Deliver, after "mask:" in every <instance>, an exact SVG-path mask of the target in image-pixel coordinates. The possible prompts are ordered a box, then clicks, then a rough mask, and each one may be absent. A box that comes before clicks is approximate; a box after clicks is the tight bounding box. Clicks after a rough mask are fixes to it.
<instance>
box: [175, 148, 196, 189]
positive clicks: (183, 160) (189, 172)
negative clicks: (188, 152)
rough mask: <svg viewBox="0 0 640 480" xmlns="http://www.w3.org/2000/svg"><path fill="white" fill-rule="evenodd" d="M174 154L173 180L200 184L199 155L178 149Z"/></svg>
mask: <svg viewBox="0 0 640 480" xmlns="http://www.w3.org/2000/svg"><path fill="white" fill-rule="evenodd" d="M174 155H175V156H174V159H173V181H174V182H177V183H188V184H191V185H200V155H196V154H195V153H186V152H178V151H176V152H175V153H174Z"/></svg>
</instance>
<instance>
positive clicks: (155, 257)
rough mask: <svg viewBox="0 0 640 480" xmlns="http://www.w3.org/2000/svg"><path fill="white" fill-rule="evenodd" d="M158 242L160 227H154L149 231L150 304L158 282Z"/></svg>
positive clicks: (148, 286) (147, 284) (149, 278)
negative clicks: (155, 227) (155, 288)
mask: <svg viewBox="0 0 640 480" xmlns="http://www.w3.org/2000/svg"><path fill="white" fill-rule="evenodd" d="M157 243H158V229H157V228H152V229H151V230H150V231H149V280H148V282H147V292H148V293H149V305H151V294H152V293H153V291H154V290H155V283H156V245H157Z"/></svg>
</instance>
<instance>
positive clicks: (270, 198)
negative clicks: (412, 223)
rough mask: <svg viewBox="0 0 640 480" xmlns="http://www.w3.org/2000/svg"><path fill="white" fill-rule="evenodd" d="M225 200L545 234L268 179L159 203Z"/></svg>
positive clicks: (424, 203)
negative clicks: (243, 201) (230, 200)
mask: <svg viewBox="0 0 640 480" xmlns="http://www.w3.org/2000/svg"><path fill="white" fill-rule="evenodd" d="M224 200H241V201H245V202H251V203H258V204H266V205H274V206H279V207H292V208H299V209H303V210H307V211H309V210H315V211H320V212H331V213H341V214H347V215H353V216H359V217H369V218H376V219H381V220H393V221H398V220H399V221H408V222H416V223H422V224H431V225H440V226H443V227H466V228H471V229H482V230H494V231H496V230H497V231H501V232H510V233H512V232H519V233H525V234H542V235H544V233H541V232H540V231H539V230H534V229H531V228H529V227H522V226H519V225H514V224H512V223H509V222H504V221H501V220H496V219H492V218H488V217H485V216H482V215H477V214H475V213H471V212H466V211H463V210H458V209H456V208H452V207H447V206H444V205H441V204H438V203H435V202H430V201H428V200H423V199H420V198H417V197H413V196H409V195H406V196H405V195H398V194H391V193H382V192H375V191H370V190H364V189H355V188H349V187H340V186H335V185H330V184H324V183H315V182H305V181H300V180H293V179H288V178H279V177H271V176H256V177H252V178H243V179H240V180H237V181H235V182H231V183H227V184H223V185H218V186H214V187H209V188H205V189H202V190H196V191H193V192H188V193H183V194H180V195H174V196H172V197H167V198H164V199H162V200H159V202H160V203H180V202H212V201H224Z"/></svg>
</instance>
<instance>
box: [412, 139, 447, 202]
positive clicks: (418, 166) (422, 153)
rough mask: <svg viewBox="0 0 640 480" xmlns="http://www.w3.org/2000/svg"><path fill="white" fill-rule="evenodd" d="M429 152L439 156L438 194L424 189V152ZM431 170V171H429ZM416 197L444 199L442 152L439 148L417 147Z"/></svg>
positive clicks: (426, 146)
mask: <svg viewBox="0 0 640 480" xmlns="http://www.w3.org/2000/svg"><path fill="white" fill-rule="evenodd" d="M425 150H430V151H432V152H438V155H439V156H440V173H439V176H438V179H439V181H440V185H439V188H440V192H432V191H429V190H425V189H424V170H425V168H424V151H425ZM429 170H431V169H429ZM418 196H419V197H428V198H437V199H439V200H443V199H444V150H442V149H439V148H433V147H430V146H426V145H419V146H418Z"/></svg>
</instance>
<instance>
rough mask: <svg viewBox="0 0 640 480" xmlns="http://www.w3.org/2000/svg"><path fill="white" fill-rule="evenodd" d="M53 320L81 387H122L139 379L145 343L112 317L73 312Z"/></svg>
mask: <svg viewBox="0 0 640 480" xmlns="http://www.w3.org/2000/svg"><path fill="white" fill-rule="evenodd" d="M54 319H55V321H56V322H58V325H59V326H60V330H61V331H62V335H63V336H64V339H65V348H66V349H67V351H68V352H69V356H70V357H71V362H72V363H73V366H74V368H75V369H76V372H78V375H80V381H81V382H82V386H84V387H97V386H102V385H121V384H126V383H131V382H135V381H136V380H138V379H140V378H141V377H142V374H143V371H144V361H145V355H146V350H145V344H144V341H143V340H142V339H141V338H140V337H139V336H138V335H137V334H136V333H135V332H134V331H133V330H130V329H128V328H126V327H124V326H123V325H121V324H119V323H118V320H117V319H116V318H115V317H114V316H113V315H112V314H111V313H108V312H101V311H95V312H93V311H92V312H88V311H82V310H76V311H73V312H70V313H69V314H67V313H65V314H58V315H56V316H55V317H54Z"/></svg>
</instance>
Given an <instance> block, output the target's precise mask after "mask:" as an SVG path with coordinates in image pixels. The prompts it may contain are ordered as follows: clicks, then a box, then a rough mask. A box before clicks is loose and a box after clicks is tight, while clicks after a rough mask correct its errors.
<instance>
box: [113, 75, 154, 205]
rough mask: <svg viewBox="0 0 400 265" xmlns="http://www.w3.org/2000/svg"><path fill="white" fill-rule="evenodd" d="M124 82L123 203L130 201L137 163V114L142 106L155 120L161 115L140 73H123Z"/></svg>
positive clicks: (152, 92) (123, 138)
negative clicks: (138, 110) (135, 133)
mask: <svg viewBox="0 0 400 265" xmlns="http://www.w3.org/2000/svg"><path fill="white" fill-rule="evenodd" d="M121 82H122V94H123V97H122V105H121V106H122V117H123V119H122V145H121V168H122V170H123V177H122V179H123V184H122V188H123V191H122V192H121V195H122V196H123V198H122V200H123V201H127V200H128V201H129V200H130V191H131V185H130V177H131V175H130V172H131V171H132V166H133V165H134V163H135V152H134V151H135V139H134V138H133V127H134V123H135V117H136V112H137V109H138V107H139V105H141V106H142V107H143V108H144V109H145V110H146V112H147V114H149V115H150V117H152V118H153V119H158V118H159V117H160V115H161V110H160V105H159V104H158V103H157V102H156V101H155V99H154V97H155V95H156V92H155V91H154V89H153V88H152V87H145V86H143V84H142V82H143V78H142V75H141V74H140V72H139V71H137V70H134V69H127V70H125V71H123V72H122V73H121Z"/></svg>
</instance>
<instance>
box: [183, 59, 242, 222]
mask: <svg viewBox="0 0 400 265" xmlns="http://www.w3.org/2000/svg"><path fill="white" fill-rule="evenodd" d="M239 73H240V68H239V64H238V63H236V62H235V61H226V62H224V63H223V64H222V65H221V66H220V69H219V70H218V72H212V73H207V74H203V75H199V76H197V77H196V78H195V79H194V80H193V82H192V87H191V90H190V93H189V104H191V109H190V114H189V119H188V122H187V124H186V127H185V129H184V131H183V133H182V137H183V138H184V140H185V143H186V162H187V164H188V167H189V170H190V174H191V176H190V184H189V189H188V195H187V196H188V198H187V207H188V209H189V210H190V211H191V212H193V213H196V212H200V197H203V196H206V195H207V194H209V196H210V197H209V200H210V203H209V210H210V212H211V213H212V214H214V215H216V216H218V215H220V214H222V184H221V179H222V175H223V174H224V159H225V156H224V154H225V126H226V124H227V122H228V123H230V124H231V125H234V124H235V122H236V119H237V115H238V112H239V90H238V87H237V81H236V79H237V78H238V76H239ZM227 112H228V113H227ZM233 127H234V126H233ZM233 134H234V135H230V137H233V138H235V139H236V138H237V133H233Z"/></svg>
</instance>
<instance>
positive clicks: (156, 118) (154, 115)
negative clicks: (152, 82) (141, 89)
────────────────────
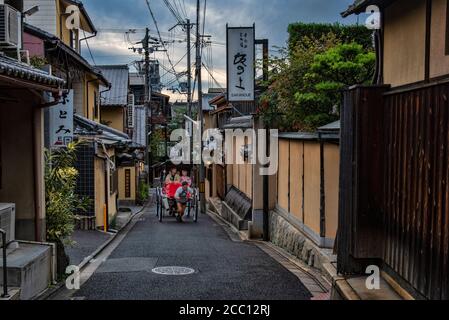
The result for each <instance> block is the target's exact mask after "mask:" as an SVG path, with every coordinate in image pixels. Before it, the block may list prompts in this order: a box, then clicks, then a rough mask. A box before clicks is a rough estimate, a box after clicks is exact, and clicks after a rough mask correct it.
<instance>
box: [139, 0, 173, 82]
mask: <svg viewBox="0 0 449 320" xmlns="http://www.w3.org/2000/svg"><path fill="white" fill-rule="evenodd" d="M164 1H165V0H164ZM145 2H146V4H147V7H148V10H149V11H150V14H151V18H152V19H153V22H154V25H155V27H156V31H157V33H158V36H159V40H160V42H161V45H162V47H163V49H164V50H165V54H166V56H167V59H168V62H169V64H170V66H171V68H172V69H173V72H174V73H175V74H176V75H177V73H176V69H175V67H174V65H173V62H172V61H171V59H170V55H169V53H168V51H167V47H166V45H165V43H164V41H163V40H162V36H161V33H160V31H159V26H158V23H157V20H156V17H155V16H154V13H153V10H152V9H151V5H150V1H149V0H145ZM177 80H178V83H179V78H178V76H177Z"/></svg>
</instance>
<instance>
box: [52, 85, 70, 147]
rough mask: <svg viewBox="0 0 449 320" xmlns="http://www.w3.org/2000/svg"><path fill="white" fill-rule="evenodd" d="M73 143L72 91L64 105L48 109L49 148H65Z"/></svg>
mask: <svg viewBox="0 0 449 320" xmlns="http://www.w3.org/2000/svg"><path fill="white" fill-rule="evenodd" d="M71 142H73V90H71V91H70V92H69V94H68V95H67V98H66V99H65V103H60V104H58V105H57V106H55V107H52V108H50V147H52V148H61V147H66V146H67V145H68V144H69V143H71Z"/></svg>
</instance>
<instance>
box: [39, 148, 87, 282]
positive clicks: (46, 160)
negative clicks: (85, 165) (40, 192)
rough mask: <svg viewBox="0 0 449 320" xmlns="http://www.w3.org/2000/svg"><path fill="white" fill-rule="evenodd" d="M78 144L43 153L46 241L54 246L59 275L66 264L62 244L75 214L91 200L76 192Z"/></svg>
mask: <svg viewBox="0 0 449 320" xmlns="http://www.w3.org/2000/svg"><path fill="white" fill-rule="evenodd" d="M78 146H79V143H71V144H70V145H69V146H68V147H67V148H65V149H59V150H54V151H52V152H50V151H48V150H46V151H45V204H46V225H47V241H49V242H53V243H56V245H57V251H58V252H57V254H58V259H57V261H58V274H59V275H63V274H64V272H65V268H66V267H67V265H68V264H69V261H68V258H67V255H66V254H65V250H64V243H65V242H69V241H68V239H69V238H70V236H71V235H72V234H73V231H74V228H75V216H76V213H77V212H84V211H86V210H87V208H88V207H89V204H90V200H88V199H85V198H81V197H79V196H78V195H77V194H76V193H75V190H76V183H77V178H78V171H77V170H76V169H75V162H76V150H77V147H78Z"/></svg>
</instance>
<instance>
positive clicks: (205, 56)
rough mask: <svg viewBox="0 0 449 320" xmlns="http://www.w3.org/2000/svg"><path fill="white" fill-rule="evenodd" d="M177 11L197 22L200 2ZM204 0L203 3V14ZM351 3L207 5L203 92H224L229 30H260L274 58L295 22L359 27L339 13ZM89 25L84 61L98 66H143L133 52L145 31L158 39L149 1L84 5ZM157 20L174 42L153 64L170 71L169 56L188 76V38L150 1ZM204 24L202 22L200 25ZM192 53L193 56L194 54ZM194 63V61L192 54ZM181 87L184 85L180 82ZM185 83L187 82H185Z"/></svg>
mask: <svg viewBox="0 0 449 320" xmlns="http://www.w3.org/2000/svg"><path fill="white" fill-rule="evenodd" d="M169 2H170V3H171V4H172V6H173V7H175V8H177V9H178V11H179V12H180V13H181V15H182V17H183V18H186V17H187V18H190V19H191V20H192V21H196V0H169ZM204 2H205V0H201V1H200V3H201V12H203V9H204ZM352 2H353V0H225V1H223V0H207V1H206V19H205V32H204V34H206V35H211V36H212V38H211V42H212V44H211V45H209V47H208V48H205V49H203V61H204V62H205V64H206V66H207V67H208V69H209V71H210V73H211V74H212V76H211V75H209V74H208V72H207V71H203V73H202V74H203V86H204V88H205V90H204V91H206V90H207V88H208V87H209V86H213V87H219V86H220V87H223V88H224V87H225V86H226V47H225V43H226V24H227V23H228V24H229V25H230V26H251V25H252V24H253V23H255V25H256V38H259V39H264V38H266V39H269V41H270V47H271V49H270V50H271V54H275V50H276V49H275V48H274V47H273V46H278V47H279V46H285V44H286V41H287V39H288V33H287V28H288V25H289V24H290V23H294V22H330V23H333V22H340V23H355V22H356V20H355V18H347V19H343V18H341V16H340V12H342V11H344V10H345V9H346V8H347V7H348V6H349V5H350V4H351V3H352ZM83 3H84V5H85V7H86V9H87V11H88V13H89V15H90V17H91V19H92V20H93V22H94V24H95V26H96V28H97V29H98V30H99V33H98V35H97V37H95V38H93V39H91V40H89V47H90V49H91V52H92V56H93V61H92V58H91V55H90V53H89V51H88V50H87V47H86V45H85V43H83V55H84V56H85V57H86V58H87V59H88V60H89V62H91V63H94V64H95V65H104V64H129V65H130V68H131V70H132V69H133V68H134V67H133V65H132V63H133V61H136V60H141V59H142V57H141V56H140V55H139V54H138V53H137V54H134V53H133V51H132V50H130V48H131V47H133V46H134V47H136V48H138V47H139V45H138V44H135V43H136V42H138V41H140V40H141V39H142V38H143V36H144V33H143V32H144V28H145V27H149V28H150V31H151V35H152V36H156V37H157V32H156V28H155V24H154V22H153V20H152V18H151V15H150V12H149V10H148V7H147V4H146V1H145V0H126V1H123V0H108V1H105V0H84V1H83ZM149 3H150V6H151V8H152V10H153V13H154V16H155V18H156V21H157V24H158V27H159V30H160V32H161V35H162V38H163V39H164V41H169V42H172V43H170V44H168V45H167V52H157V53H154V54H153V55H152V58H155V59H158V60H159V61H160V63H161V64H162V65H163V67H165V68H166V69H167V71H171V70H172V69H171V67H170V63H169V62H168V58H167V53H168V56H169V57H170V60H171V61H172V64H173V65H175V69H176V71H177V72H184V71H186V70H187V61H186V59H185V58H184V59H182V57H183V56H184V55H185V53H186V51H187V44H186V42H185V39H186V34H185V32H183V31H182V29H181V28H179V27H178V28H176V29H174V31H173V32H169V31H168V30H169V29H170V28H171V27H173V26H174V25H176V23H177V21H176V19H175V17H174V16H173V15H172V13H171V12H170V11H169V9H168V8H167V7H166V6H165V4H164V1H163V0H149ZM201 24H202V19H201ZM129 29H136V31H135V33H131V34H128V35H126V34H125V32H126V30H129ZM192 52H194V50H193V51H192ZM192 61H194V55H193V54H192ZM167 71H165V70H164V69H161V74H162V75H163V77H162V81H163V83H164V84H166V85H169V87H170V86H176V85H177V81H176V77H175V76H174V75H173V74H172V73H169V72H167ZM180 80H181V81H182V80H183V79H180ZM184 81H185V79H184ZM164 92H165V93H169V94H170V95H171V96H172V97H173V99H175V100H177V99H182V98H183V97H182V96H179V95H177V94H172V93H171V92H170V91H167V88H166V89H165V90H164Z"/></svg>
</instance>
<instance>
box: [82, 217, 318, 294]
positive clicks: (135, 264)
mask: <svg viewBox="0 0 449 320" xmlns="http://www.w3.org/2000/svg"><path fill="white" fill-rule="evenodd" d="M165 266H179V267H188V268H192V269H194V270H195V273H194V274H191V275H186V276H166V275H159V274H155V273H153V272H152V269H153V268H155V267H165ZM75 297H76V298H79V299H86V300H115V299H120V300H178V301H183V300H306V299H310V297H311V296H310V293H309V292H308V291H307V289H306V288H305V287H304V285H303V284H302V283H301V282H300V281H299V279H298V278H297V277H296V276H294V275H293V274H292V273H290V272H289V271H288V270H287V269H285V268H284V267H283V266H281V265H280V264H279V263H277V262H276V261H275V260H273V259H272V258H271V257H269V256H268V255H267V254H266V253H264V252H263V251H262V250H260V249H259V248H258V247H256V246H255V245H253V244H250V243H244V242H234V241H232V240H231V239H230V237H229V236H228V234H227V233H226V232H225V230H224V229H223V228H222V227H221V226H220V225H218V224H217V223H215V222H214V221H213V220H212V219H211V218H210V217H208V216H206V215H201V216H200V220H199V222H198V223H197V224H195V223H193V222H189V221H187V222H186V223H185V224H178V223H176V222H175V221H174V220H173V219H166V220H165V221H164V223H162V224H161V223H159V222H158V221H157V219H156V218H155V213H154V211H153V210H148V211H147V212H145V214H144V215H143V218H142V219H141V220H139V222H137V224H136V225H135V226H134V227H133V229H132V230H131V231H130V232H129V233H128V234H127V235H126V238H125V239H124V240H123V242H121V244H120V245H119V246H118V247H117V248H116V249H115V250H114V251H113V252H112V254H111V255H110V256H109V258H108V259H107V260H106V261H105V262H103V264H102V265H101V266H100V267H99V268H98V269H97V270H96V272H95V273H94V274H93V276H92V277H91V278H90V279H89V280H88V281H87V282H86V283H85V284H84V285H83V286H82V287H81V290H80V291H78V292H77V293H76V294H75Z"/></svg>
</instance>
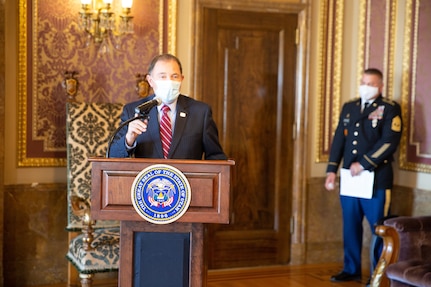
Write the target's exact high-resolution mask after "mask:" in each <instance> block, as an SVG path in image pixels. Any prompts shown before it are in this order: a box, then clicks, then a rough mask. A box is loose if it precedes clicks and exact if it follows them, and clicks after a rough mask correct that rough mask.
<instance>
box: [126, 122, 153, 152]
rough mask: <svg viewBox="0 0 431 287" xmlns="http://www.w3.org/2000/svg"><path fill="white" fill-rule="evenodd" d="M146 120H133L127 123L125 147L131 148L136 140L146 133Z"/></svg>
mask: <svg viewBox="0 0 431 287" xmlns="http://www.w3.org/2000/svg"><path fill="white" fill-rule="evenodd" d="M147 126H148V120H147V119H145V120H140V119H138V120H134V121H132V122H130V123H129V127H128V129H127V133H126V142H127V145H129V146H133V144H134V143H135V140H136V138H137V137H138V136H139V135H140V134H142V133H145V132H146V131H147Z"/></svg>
────────────────────
About this exercise :: Which lines in the records above contain the word "negative"? Show each of them in full.

Task solution ::
negative clicks: (188, 152)
negative clicks: (155, 227) (155, 288)
negative clicks: (412, 223)
negative clicks: (243, 201) (230, 200)
negative clicks: (138, 110) (135, 133)
negative clicks: (152, 82) (141, 89)
negative clicks: (85, 165) (40, 192)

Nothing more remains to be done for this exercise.